#### Reading text
%%
Lakota Lawrence Sakamoto was born at 5:02 p.m. on Sunday, June 5, 2016, after 55 hours of labor and a whole lot of emotion. The birth of our son was quite an adventure, and we experienced a little bit of everything from induction to transition.
My husband, Tatsuya, “Tots,” and I checked in to Dominican Hospital in Santa Cruz, California, on Friday, June 3, around 9 a.m. to start the induction. Our decision to induce was a tough one. I have a heart condition called a patent foramen ovale, which is a small hole between the chambers of my heart; we’re all born with this hole but mine never closes. The biggest risk of the condition is the chance that a blood clot could pass through and travel to my lungs or brain, or cause blockage in my heart.
Additionally, I have prothrombin gene mutation blood condition, which means my blood clots a little more than normal. Neither condition affects me as long as I take care not to exacerbate it. I avoid things that can contribute to blood clots such as smoking, hormone birth control, etc. However, in pregnancy, your body creates so much extra blood that being pregnant puts me at risk for blood clots, which can be dangerous to mama and baby. A blood clot clogging the umbilical cord can be scary.
%%
Extend the birth story, picking up after its final sentence. The data after this point has no connection to the birth story.

#### Dataset excerpts
%%
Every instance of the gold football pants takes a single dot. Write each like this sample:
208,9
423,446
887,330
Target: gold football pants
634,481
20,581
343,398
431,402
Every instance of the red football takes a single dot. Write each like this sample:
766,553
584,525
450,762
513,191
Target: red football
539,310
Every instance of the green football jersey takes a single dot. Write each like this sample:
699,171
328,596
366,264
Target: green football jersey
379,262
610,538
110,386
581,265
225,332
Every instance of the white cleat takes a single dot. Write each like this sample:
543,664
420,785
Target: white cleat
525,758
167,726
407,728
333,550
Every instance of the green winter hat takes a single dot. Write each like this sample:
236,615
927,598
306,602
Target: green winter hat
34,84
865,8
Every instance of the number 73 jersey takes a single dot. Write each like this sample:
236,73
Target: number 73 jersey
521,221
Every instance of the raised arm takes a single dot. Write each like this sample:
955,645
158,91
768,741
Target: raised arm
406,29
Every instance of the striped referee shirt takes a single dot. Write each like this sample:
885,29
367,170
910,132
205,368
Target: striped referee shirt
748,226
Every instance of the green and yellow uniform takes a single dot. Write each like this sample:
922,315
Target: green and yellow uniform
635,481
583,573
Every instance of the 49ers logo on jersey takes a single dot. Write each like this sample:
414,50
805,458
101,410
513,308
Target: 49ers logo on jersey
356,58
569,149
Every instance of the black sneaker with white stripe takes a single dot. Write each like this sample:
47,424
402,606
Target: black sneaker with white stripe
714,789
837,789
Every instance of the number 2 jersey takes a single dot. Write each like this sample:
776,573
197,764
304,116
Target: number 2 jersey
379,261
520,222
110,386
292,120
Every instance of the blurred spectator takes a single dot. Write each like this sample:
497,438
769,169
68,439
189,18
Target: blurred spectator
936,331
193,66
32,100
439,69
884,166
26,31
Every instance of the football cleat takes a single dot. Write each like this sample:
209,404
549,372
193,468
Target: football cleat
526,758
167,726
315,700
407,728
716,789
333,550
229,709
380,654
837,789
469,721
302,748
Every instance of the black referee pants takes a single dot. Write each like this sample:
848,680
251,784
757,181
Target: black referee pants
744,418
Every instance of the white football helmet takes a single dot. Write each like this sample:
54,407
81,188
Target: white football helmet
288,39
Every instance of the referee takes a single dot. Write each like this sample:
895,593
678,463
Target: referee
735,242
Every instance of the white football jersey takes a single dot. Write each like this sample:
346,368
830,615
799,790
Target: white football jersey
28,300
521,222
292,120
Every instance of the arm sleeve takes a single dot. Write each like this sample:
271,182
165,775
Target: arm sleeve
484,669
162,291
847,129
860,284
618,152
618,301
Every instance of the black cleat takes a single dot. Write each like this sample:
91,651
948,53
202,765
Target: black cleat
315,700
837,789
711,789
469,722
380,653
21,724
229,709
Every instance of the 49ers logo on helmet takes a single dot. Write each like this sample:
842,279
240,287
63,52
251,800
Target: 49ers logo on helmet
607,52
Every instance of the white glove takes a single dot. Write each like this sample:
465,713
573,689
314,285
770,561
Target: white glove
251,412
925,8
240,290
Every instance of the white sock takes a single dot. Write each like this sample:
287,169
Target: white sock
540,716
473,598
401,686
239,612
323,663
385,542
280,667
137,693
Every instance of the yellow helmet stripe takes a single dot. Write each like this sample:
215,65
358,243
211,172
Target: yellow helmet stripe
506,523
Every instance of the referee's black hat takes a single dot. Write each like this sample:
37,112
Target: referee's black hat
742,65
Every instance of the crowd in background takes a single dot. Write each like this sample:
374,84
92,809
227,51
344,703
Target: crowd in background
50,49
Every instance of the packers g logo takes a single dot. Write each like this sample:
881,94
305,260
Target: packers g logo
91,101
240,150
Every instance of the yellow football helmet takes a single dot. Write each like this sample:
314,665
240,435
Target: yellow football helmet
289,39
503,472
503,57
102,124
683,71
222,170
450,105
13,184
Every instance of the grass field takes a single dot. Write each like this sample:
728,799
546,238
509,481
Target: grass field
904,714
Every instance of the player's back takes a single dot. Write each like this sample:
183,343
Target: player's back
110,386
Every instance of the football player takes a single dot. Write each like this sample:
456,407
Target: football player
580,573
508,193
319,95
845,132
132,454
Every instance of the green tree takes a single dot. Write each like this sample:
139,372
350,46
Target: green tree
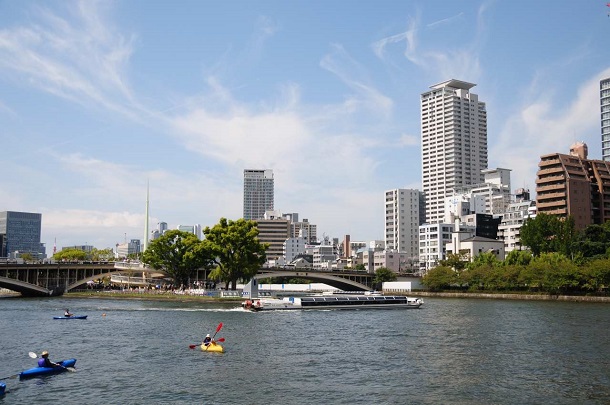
382,275
596,275
236,250
543,234
457,261
177,253
485,259
518,258
594,241
439,278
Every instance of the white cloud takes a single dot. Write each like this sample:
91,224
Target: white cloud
462,62
540,127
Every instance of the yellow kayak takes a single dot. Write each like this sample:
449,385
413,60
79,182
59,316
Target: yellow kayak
212,347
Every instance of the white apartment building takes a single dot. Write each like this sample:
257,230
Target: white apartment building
389,259
495,189
126,249
194,229
433,239
512,220
604,101
305,229
294,247
454,143
258,193
324,255
402,221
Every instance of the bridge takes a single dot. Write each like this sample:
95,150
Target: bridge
53,279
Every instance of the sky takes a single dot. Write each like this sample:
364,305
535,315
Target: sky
101,99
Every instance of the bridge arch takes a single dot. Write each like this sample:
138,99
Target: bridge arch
331,279
24,288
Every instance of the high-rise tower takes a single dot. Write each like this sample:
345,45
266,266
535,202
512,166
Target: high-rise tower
604,98
454,142
258,193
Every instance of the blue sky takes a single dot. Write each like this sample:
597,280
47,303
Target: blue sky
97,98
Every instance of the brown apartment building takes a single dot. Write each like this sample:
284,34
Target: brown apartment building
572,185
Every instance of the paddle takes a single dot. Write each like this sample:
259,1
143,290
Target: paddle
70,369
194,346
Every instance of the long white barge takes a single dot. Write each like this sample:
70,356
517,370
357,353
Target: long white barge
333,301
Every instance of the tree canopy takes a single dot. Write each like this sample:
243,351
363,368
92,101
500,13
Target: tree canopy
236,250
178,254
382,275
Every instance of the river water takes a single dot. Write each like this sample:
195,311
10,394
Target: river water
452,351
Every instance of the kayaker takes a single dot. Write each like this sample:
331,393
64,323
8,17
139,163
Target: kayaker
207,340
45,362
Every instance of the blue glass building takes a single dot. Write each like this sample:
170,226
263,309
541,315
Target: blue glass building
20,232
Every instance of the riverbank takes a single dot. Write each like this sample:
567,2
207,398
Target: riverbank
526,297
156,296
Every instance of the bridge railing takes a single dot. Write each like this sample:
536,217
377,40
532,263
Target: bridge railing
129,265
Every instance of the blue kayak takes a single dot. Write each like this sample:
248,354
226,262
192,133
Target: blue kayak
37,371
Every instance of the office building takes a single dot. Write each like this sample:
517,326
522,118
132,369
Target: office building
274,230
433,240
604,98
454,143
258,193
572,185
194,229
513,219
402,220
20,233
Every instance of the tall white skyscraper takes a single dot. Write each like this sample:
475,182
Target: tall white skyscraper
258,193
604,96
402,221
454,143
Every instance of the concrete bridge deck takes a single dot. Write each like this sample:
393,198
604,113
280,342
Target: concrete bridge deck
52,279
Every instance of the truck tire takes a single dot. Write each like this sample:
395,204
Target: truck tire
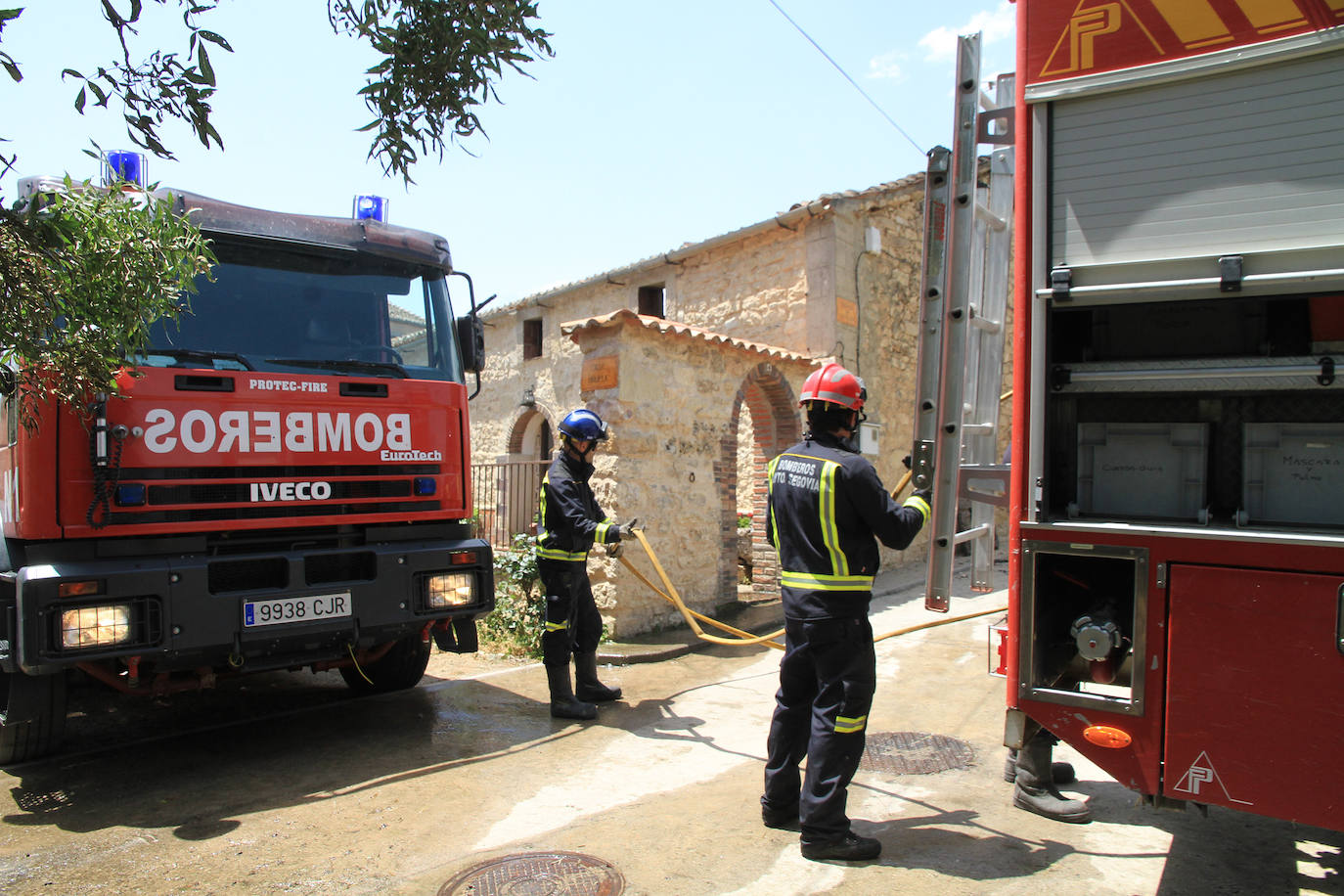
43,727
398,669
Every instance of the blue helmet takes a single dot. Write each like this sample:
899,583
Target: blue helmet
584,425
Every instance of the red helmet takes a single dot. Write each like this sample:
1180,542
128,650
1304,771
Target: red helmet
833,383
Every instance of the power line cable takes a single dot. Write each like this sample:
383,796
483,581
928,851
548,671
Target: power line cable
880,111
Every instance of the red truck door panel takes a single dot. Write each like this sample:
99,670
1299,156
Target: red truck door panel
1256,692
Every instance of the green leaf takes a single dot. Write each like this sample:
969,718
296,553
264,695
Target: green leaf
203,61
215,39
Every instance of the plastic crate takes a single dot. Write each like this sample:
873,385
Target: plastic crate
1293,473
1146,470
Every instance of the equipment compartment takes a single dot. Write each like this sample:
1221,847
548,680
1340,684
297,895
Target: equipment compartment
1293,473
1142,469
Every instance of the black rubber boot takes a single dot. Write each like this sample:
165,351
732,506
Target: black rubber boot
1034,788
563,705
1059,771
851,848
586,684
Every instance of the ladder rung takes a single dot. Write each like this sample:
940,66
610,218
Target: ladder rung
970,535
988,216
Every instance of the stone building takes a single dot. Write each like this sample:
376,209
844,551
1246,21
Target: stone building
695,357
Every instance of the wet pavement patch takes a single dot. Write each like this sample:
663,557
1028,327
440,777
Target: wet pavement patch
916,752
538,874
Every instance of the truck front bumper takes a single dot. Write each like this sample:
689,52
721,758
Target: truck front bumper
254,611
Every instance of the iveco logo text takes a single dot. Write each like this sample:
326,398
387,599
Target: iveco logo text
268,431
291,490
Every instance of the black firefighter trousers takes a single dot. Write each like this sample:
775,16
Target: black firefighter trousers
827,680
573,622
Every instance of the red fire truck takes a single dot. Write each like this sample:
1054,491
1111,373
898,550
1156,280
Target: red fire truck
283,484
1176,605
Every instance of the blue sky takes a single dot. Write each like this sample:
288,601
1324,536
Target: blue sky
654,124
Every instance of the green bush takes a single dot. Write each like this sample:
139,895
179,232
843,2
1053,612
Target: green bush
515,626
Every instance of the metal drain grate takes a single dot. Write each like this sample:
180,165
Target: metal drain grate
916,752
538,874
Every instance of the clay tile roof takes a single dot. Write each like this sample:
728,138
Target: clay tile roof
813,208
625,316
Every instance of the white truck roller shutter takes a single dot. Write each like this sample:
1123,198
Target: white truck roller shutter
1143,187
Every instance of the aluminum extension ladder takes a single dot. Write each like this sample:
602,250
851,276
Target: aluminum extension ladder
966,256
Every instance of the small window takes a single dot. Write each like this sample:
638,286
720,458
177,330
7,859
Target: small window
650,299
531,338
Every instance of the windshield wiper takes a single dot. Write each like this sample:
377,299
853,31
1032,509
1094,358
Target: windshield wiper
343,364
197,355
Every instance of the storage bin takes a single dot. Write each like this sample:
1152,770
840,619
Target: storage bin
1150,470
1293,473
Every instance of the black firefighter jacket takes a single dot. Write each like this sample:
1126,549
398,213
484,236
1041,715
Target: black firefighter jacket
826,514
570,520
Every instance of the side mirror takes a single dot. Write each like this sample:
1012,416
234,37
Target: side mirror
470,342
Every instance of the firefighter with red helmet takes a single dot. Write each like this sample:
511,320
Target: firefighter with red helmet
568,522
826,515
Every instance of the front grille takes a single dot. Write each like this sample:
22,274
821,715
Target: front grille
227,493
243,492
272,512
313,471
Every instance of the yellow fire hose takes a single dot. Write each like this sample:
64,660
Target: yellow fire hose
746,639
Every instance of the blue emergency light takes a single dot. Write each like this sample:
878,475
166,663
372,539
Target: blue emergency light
371,208
124,165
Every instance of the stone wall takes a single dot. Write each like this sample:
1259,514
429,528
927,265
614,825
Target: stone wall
675,409
804,289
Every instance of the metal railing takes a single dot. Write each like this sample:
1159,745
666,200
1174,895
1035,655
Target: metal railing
506,496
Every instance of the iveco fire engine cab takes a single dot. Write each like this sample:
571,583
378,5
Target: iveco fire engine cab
280,482
1176,605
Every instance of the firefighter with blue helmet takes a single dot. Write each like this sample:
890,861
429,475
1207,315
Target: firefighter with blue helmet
827,512
570,522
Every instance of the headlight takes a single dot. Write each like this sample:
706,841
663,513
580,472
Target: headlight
445,590
96,626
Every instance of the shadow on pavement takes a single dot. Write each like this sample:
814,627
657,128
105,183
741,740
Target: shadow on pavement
198,781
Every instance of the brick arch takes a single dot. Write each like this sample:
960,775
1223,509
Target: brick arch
775,426
521,424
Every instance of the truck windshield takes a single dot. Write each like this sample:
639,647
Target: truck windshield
276,308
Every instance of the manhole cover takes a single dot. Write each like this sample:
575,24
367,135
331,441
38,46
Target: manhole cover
538,874
916,752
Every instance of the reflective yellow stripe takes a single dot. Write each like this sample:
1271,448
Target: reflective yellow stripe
827,510
554,554
847,726
919,504
826,582
769,489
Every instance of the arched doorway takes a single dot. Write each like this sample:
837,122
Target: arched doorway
764,422
519,479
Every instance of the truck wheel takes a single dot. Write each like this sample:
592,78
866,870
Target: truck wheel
398,669
43,726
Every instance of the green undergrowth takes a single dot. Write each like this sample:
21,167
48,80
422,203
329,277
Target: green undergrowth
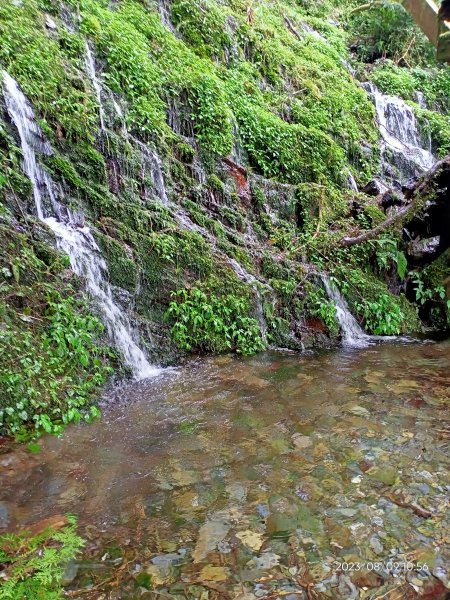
204,321
52,364
34,565
273,80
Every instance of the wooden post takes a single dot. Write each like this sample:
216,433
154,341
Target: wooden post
425,13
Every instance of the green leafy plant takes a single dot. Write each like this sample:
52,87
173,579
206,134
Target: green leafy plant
319,305
423,293
213,324
387,254
51,361
383,316
33,566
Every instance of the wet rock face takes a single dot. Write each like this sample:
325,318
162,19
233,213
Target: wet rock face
430,230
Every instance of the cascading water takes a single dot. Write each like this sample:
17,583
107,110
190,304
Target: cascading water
402,144
352,334
71,235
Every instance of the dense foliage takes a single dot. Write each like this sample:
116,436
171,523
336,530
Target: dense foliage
51,362
33,565
217,189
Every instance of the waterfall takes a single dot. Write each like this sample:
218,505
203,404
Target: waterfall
90,67
402,145
72,236
352,334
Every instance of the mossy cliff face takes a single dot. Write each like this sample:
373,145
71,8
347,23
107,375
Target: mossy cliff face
230,133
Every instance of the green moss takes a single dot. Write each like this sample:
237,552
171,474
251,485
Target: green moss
51,365
122,267
49,76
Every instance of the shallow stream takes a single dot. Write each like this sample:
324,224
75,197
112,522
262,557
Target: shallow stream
278,476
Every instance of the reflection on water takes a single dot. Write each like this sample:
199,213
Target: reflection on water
265,477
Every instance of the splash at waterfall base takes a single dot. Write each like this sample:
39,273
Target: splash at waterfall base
197,192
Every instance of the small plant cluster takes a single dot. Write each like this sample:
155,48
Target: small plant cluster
318,305
51,362
32,567
209,323
383,316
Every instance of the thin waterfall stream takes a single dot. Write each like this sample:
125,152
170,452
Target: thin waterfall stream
402,156
72,236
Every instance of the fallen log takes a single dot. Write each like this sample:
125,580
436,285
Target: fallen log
415,194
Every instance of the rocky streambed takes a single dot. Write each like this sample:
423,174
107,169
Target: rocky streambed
320,476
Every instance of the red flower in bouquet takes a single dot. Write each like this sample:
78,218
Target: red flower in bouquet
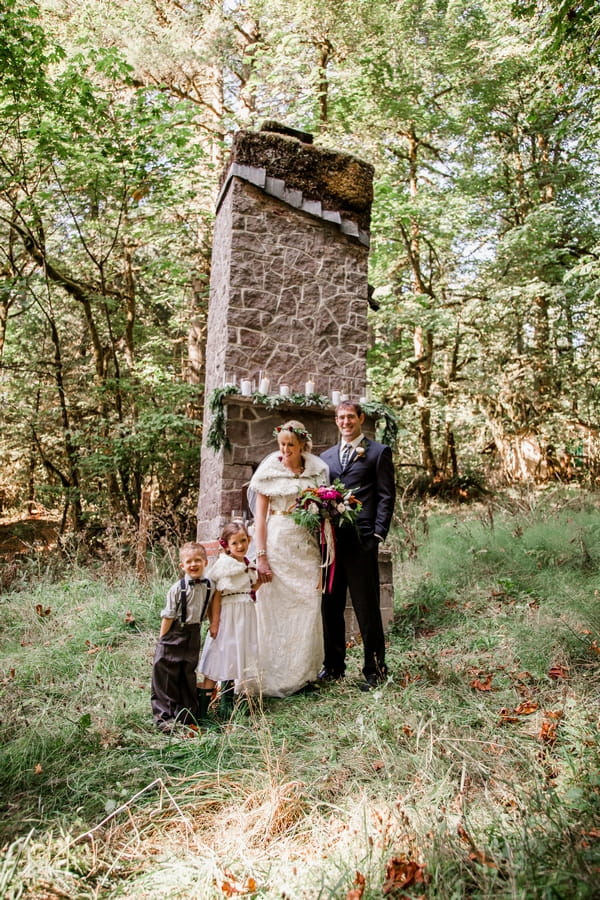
%%
#### Response
While pregnant, I gave myself a Lovenox (light blood thinner) injection daily. Additionally, my doctor sent me to Lucile Packard Children’s Hospital for three ultrasounds to ensure Lakota’s heart looked normal and healthy, and my uterus was free of clots.
I was induced at 39 weeks in order to minimize the chances of a surprise labor since that could potentially mean I had taken my blood thinner too close to delivery, putting me at risk of excess bleeding.
Upon admittance, I received two 12-hour doses of cervidil, a vaginal insert that is intended to ripen and open the cervix. Neither dose worked. At the doctor’s advice, we moved on to a catheter balloon, which is used to mechanically dilate the cervix, and pitocin, the synthetic version of oxytocin, a natural hormone that helps the uterus contract during labor.
It took about 48 hours of cervidil, the balloon, and pitocin to get my cervix open to just 4 cm.
At this point, I was having contractions that were tolerable with breathing, mindfulness, positioning, warm baths, and back rubs. I did a lot of walking up and down the hospital hallways, rolling along my pitocin IV. I’d bend over and hold onto the wall to endure contractions. I bounced on the birth ball and did some squats. Laying on my side with my husband pushing on or rubbing my lower back helped ease the pain.
Tots and I took a mindfulness-based childbirth class, so I incorporated a lot of what I learned in there as well as what I already knew of mindfulness practice. I tried breathing techniques, taking deep breaths and focusing on my contractions with every breath. At times, I tried silent meditation mindfulness, and at other times my husband played music. I brought my essential oil diffuser and diffused lavender oil the entire time.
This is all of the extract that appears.